• EXERCISE BRIEF:
Copy out each line of the material in which the word "pectoral" appears.

• PROVIDED MATERIAL:
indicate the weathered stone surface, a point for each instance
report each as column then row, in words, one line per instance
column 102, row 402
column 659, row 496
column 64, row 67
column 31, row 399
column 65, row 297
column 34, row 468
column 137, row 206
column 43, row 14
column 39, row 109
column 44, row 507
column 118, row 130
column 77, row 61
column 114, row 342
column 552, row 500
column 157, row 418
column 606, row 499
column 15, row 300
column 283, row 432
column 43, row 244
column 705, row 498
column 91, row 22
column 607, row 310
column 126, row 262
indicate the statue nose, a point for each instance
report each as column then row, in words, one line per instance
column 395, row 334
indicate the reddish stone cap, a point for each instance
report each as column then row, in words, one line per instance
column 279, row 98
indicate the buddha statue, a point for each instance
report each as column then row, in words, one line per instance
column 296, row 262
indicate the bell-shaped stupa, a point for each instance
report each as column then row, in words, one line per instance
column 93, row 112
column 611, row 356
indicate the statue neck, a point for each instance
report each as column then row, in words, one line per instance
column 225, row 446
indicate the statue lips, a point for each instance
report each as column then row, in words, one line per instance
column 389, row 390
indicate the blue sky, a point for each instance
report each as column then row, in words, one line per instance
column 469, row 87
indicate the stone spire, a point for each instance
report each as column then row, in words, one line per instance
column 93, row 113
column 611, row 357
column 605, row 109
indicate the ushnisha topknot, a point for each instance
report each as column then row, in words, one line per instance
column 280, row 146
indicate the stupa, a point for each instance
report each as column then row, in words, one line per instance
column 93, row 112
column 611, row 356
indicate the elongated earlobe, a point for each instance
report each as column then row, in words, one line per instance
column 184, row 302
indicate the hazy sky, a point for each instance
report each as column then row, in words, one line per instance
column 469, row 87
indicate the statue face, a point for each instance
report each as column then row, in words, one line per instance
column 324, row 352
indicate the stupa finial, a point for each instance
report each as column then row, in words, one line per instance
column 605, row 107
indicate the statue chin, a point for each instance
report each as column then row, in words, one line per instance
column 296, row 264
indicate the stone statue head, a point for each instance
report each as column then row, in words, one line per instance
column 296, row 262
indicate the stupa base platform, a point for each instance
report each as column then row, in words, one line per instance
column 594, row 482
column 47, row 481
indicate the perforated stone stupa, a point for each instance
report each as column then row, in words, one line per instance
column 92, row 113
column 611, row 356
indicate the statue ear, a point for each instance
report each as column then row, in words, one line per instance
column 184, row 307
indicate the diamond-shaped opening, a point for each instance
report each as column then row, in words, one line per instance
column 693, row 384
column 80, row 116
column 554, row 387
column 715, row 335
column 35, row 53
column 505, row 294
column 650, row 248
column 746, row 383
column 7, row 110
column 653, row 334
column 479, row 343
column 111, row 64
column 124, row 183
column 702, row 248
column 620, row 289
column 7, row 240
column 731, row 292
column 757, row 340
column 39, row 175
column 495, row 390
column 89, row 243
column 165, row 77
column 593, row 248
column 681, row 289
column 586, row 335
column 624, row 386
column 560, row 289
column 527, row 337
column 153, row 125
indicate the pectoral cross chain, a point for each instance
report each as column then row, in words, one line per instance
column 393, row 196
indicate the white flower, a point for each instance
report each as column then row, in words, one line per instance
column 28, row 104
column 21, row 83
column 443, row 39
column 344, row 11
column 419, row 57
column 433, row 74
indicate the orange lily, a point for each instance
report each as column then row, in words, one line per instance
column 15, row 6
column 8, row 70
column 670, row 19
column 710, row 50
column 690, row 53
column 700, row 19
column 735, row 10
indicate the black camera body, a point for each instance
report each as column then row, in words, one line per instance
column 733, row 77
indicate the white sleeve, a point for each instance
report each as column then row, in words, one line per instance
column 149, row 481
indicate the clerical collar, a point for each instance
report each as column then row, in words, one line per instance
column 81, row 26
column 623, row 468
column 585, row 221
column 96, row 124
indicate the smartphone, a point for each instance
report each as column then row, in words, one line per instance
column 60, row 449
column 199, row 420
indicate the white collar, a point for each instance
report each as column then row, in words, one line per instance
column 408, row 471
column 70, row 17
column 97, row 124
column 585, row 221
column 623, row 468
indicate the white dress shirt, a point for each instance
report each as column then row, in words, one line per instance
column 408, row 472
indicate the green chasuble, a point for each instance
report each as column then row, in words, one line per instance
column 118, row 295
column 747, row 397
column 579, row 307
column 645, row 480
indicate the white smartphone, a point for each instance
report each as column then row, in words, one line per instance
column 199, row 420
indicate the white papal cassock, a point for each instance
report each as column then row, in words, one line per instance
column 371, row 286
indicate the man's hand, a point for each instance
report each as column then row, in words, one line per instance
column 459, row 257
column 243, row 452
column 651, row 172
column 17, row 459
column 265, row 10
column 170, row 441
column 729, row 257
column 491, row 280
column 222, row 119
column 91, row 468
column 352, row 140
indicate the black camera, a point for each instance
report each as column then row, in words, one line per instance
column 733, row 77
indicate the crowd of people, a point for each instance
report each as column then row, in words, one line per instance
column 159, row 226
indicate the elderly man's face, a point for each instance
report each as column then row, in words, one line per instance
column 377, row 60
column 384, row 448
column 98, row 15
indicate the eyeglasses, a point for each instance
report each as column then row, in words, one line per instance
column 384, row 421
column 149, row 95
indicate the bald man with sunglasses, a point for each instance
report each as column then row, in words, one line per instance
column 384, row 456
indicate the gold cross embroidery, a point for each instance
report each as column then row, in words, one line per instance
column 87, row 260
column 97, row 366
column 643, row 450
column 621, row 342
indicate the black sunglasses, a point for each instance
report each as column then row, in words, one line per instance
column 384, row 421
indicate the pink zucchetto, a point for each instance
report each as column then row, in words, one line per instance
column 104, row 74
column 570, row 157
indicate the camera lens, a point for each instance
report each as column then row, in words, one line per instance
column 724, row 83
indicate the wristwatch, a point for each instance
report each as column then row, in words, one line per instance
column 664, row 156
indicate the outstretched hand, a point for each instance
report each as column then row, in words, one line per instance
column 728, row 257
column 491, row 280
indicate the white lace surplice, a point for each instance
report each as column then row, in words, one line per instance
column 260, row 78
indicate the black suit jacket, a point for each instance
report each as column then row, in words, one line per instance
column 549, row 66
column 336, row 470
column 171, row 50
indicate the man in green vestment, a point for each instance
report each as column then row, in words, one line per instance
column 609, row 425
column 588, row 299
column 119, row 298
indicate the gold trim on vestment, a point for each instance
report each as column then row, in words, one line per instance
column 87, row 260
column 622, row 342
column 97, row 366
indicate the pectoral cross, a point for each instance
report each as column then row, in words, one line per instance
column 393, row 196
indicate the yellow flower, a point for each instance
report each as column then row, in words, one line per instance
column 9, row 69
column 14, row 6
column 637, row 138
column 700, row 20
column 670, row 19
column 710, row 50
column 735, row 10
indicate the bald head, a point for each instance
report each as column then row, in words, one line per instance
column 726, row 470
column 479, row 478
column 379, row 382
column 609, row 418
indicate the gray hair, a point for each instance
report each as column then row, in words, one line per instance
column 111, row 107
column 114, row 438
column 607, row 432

• ANSWER BOX:
indicate the pectoral cross chain, a point for each instance
indicate the pectoral cross, a point for each instance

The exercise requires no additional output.